- _THINGS TO DO_
1/ Decide whether each statement agrees with the article about Ethan, answering yes or no and quoting the exact words of the article that settle it: (a) Ethan was born with two left lungs. (b) The family still relies on Obamacare. (c) The hospital bill Chandra posted on Friday came to $231,000.
2/ Extend the article about Ethan beyond its final sentence.

- _DOCUMENT EXCERPT_

--

“There was a safety net and I was falling into it.”
At a prenatal sonogram, Chandra and her husband learned that they were having a boy, and that he had a rare disorder called heterotaxy syndrome.
He was born with nine heart defects, two left lungs and five spleens “of dubious function,” Chandra said. His liver and gallbladder are down the middle of his body, along with his heart, which needs a pacemaker to pump.
Ethan's third birthday is Saturday, but he's been through four open-chest surgeries. They've cost millions, Chandra estimates, and almost all of his early care was paid for by Obamacare.
Even though the family is no longer relying on Obamacare, his mother says her son is the poster child for Obamacare. And she's using his story as a message to Republicans attempting to change the health-care law.
Senate Republican leaders are trying to overhaul the 2010 Affordable Care Act and pass a new health-care bill, though they are facing opposition from the conservative and moderate wings of the party. Senate leaders announced on Tuesday that they'd postponed a vote on the legislation until after the July 4 recess.
The Congressional Budget Office forecasts that the bill would cause about 22 million more Americans to be uninsured in the next decade. That number is just over a million fewer than the CBO estimate on the House version of the bill, which was passed hastily last month.
As the debate rages, the picture Chandra tweeted of her son's adorable face, surgery scar and protruding pacemaker has rocketed around the Internet, along with its potent message:
“Look my son in the eyes and tell him that he's fought so hard to be here but sorry, you're just not worth it anymore,” she tweeted. “I dare you.”
And on Friday, she posted another image: Her son's $231,000 hospital bill from his recent heart surgery.
She's transparent in what she's trying to do: Put a cuddly human face on a debate about health care that she believes is filled with cost-benefit analyses and shouting.
She hopes their story helps people on both sides of the debate “just quiet down a little bit and look at each other. Come over to my house and spend the day with us and just look at my kid. He’s more than just a hospital bill. He's more than his preexisting condition.”
Obamacare isn't perfect, she concedes, but it's given her nearly three years with her son, who has developed an intense obsession with animals and is looking forward to a moose-themed birthday party Saturday.
Accepting government health care was a tough, embarrassing choice at first, she told The Washington Post, but it was the best way for her to fight for Ethan.
Chandra is a registered pediatric nurse and she and her husband were volunteers for Mercy Ships, a nonprofit that docks floating medical centers at needy countries, offering free specialized surgery and other medical care. She understands that health care is about healing, yes, but also involves triage and prioritizing needs in a world where health care costs money and resources are finite.

--

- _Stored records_
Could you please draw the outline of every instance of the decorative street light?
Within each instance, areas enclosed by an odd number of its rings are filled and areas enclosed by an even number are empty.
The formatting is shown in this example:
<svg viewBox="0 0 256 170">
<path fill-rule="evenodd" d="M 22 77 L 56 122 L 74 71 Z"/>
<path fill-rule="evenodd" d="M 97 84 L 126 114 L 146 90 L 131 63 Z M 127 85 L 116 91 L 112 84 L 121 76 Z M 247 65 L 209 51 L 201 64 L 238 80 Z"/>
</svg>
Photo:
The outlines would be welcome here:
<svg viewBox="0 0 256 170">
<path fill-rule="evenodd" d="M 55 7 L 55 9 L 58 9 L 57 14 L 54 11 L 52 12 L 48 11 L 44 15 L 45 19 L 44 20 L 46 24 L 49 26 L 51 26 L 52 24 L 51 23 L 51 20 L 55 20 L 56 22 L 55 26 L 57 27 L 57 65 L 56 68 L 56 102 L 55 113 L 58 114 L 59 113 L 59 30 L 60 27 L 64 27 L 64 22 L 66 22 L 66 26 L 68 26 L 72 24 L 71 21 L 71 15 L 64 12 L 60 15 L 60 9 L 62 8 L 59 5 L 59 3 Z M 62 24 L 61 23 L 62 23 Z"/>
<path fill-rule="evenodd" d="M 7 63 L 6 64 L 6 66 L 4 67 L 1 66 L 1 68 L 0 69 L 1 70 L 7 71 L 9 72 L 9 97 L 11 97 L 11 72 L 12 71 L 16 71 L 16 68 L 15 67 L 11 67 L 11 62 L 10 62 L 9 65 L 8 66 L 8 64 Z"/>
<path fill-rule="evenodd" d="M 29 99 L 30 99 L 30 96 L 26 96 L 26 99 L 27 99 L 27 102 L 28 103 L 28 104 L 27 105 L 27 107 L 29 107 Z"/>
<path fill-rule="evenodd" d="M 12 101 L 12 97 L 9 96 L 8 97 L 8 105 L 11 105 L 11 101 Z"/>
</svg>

--

- _SET OF ANSWERS_
1/
(a) Yes: "two left lungs"
(b) No: "Even though the family is no longer relying on Obamacare"
(c) Yes: "Her son's $231,000 hospital bill from his recent heart surgery."

2/
They had insurance when they got pregnant with Ethan, but it maxed out during the litany of prenatal tests.
“We came home expecting to have our baby and go right back to the ship,” she said. “Suddenly we were facing this incredibly uncertain future for our kid.”
Obamacare was a stopgap measure until her husband, an engineer, found a job with health benefits.
“Ethan didn't ask to be born with a preexisting condition,” Chandra said. “It's hard to preach personal responsibility to a 2-year-old.”
Obamacare was “a way that our country provided for us to be able to fight for our kid.”
Now, their family is fighting against attempts to get rid of some of the provisions that helped save Ethan's life.
A Republican-backed health-care bill has passed the House and senators are working to modify their overhaul to make it more palatable. But critics have said the bill would mean millions of people like Ethan, who have preexisting conditions, could lose coverage.
Chandra said she's also wary of language that would allow insurers to impose lifetime or annual caps, which could directly hurt her son, even though they've now switched to her husband's employer's health plan.
“I don't think anyone can look a 2-year-old child in the face and say 'I think that you're not worth it,' " she said. “What they're doing with a lifetime cap is saying you have used up enough resources. I'm sorry that you were born sick. I'm sorry that your mother chose life for you, but now that life is not worth saving anymore.”
There is no cure for heterotaxy. Ethan will probably always be dependent on his pacemaker, for example. In the meantime, she says, she's doing everything in her power to help her son thrive, while poring over any medical advancement that could give them more time with Ethan.
She already considers herself among the lucky ones. Between his major surgeries, he's an active almost 3-year-old who makes mud pies and runs through the woods with his older sister.
And along the way, she's seen small victories in a battle she hopes lasts for decades.
“There’s actually a specific moment when he realized that his life has changed,” she said. “He was walking with me. It was shortly after the surgery in February. He would stop every few steps and tell me 'I have to rest now.'
“But he kind of stopped, he looked at me and he said, 'Mama, I’m not really tired. I’m not getting tired.'
“And he said, 'Mama, I’m Superman.' And he just took off running. He ran like a quarter-mile before he stopped.”
Kristine Phillips contributed to this report.